■ Study material
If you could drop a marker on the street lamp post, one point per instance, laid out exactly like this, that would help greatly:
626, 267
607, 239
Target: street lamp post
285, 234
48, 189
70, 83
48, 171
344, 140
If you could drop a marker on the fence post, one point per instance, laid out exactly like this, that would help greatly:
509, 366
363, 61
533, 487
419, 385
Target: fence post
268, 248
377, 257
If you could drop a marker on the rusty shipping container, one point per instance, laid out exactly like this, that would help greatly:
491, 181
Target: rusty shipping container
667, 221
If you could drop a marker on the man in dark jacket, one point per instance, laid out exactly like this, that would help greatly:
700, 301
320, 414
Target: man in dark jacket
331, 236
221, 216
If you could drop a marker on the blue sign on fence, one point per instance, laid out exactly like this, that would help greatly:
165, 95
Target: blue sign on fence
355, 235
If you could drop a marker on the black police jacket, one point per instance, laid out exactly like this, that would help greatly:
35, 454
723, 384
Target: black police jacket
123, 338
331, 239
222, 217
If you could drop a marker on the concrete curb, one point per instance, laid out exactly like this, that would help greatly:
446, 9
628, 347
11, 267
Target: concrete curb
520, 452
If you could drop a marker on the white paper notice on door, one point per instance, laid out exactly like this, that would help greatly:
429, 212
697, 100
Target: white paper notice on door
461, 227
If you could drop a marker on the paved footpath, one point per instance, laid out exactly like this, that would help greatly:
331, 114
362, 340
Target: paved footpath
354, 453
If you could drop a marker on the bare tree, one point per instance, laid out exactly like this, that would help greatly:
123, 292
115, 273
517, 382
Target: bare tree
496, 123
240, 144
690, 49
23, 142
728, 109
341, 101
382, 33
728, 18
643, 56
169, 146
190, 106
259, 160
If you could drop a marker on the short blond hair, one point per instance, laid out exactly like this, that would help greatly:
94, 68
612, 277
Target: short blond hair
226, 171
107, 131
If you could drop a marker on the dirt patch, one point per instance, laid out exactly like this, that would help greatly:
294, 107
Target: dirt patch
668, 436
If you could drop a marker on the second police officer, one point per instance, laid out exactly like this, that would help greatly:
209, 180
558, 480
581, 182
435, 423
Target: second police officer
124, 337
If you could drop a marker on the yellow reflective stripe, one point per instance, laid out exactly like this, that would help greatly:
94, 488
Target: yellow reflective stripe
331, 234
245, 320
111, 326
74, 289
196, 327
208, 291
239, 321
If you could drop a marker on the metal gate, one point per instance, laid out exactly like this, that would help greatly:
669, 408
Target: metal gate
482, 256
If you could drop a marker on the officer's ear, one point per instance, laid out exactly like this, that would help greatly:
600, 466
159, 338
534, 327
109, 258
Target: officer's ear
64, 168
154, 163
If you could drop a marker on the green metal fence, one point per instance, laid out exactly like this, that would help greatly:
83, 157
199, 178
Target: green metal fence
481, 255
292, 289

■ Assignment
Copy every line of the records, leaving nothing out.

■ Answer area
If you could drop a marker on the street lamp post, one point per instance, laid out exactly like this, that would help greatly:
626, 267
607, 239
Target: street lamp post
285, 234
48, 189
70, 83
48, 171
344, 140
If you could drop a marker on the fence post, one point per instance, laid out exactly like this, that would help greatly:
509, 366
363, 61
533, 487
419, 385
Target: fence post
268, 248
377, 257
If you could drop a marker on the rusty shipping container, one point per instance, laid out exactly like this, that would help greatly:
491, 181
Target: rusty shipping container
667, 221
If you could drop a marker on the man in dark jacket, one point per instance, laid out exactly like this, that would help greatly:
700, 301
320, 414
Target: man in dark jacket
331, 236
221, 216
If you could drop a marker on the blue sign on fence, one point per instance, laid out exactly like this, that would help greatly:
165, 95
Target: blue sign on fence
355, 235
If you could drop a marker on the black police jacket, one point per instance, laid out exactly like this, that would help greatly:
35, 454
723, 384
Target: black police jacket
123, 338
331, 239
222, 217
If you could drop a marker on the concrete curb, one point per instance, laid out exactly like this, that would help greatly:
446, 9
628, 347
11, 267
Target: concrete curb
520, 452
If you could drop a marker on the white paper notice on door, one point per instance, laid out exactly like this, that would help greatly:
429, 212
697, 100
Target: white paper notice on door
461, 227
If you could drop a marker on the paved footpath, one point per instance, laid out exactly like this, that would help greatly:
331, 114
362, 340
Target: paved footpath
354, 453
If you could drop a marker on the bare tree, one point per instance, laid out exactly like this, that would help greatly:
123, 292
115, 273
517, 382
Target: bare tree
496, 123
240, 144
690, 49
23, 142
728, 109
341, 101
382, 33
728, 18
643, 56
169, 146
190, 106
259, 160
If you could drop a marker on the short blond hair, one point per instance, laid out exactly like this, that would help greatly:
94, 68
612, 277
Target: short blond hair
226, 171
107, 131
If you could drop a marker on the dirt patch, one point per instance, laid out exactly like this, that would help greatly:
294, 107
Target: dirt patch
668, 436
If you could drop a marker on the second police officer, one point per instance, laid out exactly like this, that would help greatly:
209, 180
558, 480
581, 182
435, 423
Target: second police officer
124, 337
If you could drop a marker on the yellow reflective stripe, one point per instance, laid out exactly like this, that would help greatly:
94, 488
Target: yellow reflective stripe
331, 234
245, 320
111, 326
74, 289
196, 327
208, 291
239, 321
If you could drop a marker on the metal gate, one point per instance, laid out exactly like this, that would help greatly:
669, 408
Target: metal gate
482, 256
If you could drop a marker on the officer's ear, one point per instance, laid out exactly like this, that would help greatly:
600, 466
159, 338
534, 327
109, 258
Target: officer's ear
64, 168
154, 163
If you could drop a marker on the green metal fence, one point per instance, laid out exactly like this, that would help greatly:
83, 157
199, 178
Target: green metal fence
481, 255
292, 289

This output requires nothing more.